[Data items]

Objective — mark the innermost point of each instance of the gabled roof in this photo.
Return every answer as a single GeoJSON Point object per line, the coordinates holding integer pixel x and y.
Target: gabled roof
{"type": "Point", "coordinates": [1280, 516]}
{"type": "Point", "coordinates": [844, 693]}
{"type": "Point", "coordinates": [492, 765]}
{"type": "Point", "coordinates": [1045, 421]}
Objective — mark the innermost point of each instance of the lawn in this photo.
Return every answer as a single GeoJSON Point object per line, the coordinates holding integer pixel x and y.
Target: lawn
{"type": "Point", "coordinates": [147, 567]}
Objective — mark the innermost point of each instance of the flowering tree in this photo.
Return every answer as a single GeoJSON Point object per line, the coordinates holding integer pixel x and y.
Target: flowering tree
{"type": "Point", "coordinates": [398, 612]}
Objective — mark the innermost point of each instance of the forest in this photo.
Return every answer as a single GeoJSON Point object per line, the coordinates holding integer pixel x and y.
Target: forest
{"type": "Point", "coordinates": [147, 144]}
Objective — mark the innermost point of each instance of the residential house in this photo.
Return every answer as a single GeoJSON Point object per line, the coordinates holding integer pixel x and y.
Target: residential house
* * *
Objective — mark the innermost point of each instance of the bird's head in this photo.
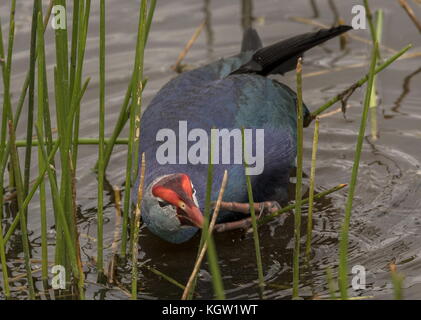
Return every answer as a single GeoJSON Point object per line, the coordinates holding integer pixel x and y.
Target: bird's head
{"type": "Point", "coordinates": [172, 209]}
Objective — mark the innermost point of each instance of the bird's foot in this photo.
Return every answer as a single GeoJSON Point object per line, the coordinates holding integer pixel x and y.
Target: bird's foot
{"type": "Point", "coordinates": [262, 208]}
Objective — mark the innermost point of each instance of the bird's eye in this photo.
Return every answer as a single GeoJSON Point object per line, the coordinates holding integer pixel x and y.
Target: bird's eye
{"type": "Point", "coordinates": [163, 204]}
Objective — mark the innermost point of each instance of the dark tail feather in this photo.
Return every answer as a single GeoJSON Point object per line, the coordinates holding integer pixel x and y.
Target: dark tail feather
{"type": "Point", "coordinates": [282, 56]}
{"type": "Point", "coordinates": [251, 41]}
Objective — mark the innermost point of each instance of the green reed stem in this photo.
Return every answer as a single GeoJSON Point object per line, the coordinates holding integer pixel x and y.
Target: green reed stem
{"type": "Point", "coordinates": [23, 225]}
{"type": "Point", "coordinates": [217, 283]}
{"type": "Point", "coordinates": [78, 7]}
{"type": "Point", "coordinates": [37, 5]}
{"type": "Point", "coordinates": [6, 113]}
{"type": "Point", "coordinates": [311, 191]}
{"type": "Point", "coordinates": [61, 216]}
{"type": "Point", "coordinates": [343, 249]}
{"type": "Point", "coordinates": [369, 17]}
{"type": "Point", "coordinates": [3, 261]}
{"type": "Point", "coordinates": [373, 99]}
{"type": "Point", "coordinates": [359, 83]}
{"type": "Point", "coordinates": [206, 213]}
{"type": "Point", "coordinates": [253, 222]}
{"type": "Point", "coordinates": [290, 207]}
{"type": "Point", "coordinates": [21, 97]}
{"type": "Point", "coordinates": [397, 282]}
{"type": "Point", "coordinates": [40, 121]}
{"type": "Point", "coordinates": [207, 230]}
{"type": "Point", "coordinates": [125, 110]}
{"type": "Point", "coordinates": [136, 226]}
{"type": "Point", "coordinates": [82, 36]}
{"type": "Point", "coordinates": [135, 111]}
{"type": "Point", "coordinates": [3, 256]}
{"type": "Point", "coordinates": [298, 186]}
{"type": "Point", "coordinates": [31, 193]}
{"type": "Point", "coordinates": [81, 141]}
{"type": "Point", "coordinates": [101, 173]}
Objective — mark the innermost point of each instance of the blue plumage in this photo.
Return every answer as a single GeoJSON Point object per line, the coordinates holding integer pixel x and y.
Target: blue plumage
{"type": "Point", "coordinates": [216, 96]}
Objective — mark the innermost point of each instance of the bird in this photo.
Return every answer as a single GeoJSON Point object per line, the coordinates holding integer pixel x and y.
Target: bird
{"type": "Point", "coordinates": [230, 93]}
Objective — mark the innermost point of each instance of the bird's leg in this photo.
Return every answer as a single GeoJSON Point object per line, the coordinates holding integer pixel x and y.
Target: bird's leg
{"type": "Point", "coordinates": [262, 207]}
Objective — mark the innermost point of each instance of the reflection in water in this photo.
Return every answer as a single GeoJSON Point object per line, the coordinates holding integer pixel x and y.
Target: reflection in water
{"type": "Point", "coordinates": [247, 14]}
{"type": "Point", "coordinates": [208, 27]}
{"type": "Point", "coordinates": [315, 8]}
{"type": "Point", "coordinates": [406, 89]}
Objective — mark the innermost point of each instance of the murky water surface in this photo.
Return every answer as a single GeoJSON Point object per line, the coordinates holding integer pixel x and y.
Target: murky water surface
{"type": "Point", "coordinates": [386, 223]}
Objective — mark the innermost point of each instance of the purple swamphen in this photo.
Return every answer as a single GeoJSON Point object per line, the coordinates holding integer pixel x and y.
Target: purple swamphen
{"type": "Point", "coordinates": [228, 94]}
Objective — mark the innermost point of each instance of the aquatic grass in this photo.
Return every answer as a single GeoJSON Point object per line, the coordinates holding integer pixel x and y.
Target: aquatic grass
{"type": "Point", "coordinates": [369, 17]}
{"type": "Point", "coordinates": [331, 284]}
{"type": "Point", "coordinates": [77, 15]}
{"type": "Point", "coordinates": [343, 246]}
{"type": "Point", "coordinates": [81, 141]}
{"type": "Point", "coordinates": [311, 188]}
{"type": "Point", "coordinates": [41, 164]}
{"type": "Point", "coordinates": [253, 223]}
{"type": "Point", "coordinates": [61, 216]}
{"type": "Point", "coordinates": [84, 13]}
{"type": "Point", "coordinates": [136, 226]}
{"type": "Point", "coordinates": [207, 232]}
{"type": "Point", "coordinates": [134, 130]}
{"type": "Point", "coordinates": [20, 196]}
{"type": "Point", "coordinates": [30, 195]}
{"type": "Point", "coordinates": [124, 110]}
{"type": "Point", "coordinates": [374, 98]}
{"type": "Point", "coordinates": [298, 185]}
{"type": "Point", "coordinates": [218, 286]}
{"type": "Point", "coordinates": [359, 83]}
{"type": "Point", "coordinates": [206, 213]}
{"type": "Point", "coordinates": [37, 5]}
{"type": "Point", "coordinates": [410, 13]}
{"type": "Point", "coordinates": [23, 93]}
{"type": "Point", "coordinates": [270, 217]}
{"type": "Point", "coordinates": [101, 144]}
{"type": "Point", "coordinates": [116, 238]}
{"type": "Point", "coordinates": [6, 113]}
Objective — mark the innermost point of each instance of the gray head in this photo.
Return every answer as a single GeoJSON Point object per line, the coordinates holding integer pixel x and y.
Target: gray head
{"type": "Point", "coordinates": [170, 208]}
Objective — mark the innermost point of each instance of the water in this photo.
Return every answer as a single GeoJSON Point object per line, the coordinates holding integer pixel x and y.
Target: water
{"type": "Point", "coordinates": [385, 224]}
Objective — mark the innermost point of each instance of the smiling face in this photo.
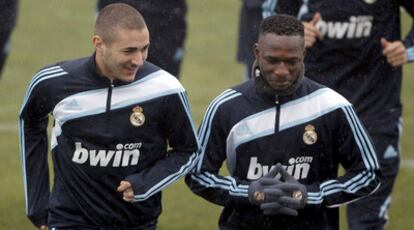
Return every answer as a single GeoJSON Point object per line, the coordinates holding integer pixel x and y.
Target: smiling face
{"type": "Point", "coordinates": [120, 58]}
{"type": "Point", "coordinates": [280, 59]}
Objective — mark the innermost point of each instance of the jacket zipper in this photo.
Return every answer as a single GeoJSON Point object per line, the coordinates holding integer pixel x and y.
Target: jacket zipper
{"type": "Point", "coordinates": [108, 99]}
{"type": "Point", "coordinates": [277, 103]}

Work required: In the records above, which lines hold the string "house"? Copy each one.

Solution for this exercise:
Objective — mark the innermost point of each instance of the residential house in this photo.
Target: residential house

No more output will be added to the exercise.